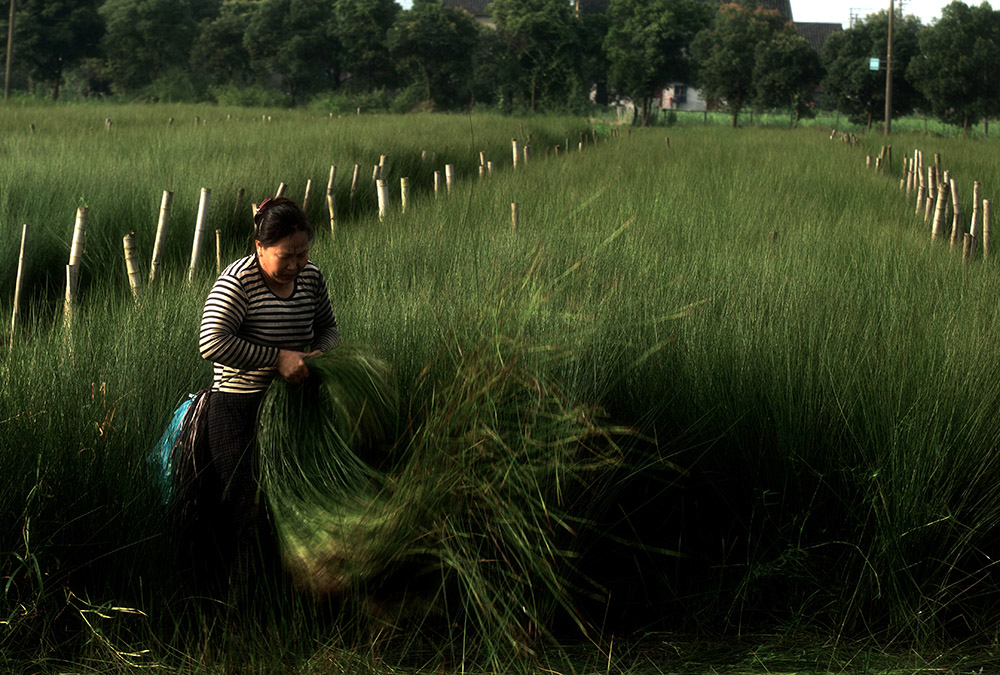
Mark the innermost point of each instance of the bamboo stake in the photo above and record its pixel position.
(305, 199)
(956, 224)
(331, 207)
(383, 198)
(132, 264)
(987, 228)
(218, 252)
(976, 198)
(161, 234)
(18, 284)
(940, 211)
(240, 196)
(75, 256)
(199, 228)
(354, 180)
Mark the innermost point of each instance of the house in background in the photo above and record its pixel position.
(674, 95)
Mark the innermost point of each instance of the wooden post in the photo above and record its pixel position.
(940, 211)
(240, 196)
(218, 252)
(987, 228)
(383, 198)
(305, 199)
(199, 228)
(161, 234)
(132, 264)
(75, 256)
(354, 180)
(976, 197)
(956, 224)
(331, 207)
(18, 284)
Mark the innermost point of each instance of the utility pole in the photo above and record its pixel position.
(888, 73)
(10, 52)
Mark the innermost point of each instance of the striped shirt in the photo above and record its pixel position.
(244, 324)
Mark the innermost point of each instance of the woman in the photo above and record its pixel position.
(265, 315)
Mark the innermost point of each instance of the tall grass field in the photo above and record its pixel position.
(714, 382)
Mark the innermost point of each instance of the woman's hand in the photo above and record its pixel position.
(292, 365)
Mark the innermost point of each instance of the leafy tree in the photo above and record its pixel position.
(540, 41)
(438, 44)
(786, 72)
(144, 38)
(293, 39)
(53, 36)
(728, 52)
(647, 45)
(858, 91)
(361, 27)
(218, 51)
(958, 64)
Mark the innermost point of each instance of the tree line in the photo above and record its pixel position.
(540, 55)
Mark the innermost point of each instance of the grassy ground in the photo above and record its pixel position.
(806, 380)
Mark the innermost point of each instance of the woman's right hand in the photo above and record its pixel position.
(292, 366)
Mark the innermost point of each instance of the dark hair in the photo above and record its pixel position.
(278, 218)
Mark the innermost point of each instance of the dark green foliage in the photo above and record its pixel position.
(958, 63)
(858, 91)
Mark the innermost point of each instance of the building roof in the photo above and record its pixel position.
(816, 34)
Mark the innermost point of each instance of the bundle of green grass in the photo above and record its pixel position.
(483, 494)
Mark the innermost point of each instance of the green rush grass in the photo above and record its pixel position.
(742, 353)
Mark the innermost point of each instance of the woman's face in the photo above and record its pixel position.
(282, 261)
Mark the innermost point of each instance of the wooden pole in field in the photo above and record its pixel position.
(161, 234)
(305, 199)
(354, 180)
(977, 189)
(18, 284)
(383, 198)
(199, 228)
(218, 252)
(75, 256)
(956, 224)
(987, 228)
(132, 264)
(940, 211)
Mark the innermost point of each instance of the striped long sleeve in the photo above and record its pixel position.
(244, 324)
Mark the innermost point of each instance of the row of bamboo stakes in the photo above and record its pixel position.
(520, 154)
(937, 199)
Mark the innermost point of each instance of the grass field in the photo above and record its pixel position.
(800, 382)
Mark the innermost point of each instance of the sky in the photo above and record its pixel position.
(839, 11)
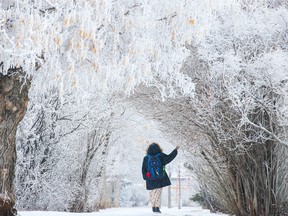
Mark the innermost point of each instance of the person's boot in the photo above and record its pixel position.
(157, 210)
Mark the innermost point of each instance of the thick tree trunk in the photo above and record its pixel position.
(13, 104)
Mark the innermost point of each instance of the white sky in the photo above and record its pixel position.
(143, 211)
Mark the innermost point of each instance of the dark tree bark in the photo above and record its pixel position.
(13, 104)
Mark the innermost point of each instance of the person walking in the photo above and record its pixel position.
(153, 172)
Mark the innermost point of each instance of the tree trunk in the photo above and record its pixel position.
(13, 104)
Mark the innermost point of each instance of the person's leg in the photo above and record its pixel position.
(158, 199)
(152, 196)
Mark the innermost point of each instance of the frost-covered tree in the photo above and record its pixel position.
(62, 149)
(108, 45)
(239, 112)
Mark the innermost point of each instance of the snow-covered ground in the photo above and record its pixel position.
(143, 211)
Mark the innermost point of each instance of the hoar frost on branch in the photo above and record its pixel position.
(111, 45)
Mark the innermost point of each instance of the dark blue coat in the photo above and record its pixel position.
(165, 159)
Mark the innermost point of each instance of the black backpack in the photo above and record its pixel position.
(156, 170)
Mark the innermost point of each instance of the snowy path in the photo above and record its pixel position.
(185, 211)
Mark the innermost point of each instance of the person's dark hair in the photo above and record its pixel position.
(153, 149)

::::

> [Assignment] The answer is the whole listing above, written out verbatim, without its pictures.

> [Result]
Mark the innermost point of each instance of the bamboo stake in the photo above and record its pixel position.
(305, 199)
(956, 224)
(331, 207)
(383, 198)
(132, 264)
(987, 228)
(218, 252)
(976, 198)
(161, 234)
(18, 284)
(940, 211)
(240, 196)
(75, 256)
(199, 228)
(354, 180)
Mark the innermost point of each instance of the house in background in the photo above and record its pixel position.
(674, 95)
Mark the innermost point of each instance of the wooden post in the photo above and record its pixel position.
(940, 211)
(240, 196)
(218, 252)
(987, 228)
(383, 198)
(305, 199)
(199, 228)
(161, 234)
(132, 264)
(75, 256)
(354, 180)
(976, 197)
(956, 224)
(331, 207)
(18, 284)
Mark the innermost point of each instance of the utility pole in the photo above and record its pixel position.
(888, 73)
(10, 52)
Mark the innermost point of each instance of the striped shirt in the photo above and record its pixel position.
(244, 324)
Mark the innermost point of each instance of the woman in the photo above and record its pixel position.
(265, 315)
Mark the innermost point of each instance of the tall grass field in the photo above and record its pixel position.
(714, 382)
Mark the innermost point of each instance of the woman's hand in the photo above and record its pixel position.
(292, 365)
Mark the innermost point of each instance of the leafy tree in the photo above and record its pixel position.
(540, 41)
(438, 44)
(786, 72)
(144, 38)
(293, 39)
(53, 36)
(728, 52)
(647, 45)
(858, 91)
(361, 27)
(218, 51)
(958, 64)
Mark the innermost point of each instance of the tree line in the photo above and record its pixel position.
(540, 55)
Mark the innermost point of each instance of the grassy ground in the photo above and record its pixel position.
(806, 380)
Mark the innermost point of each instance of the woman's right hand in the photo above and record its pixel position.
(292, 366)
Mark the innermost point of each instance of the dark hair in the photo above and record its pixel position.
(278, 218)
Mark the innermost point of each instance of the dark green foliage in the photo above and record its pixel position.
(958, 63)
(858, 91)
Mark the innermost point of each instance of the building roof in the photo above and record its pixel position.
(816, 34)
Mark the innermost point of each instance of the bundle of green grass in the photo above and record its pixel position.
(483, 494)
Mark the innermost point of each instance of the green rush grass in the photo above and record its pixel position.
(742, 353)
Mark the innermost point of each instance of the woman's face in the photo above and record its pixel position.
(282, 261)
Mark the innermost point of each instance of the wooden pole in field in the photo above and record its pixel position.
(161, 234)
(305, 199)
(354, 180)
(977, 189)
(18, 284)
(383, 198)
(199, 228)
(218, 252)
(75, 256)
(956, 224)
(987, 228)
(132, 264)
(940, 211)
Mark the innermost point of each instance of the striped long sleeve in the photo above and record its pixel position.
(244, 324)
Mark the innermost point of each instance of the row of bamboo stakes in the photo above and record its pixel position.
(520, 154)
(937, 199)
Mark the innermost point of each instance of the grass field in the photo above and record its pixel position.
(800, 382)
Mark the innermost point of each instance of the sky in the photo above and record its pixel position.
(839, 11)
Mark the innermost point of each instance of the person's boot in the photo above and record its pixel position.
(157, 210)
Mark the innermost point of each instance of the thick tree trunk in the photo above and record its pixel position.
(13, 104)
Mark the innermost point of each instance of the white sky in the photo above and record its pixel position.
(143, 211)
Mark the innermost point of each instance of the dark tree bark in the photo above and record its pixel position.
(13, 104)
Mark the innermost point of each instance of the person walking in the photo above and record its pixel position.
(153, 172)
Mark the innermost point of each instance of the tree trunk in the photo above and record its pixel position.
(13, 104)
Mark the innermost point of each instance of the person's leg in the photo above and record its pixel position.
(158, 199)
(152, 196)
Mark the innermost point of each instance of the frost-covered tree in the photo above and record its pixel position.
(62, 149)
(108, 45)
(239, 112)
Mark the innermost point of each instance of the snow-covered ground in the photo above and record its pixel position.
(143, 211)
Mark the innermost point of each instance of the hoar frost on branch in the photo above and record its pixel position.
(111, 45)
Mark the innermost point of each instance of the dark blue coat in the photo above and record its pixel position.
(165, 159)
Mark the innermost point of each instance of the black backpack in the photo above and record its pixel position.
(156, 170)
Mark the innermost point of each instance of the snowy path in the photo above and record its pixel position.
(185, 211)
Mark the innermost point of each instance of the person's dark hair in the photo above and record its pixel position.
(153, 149)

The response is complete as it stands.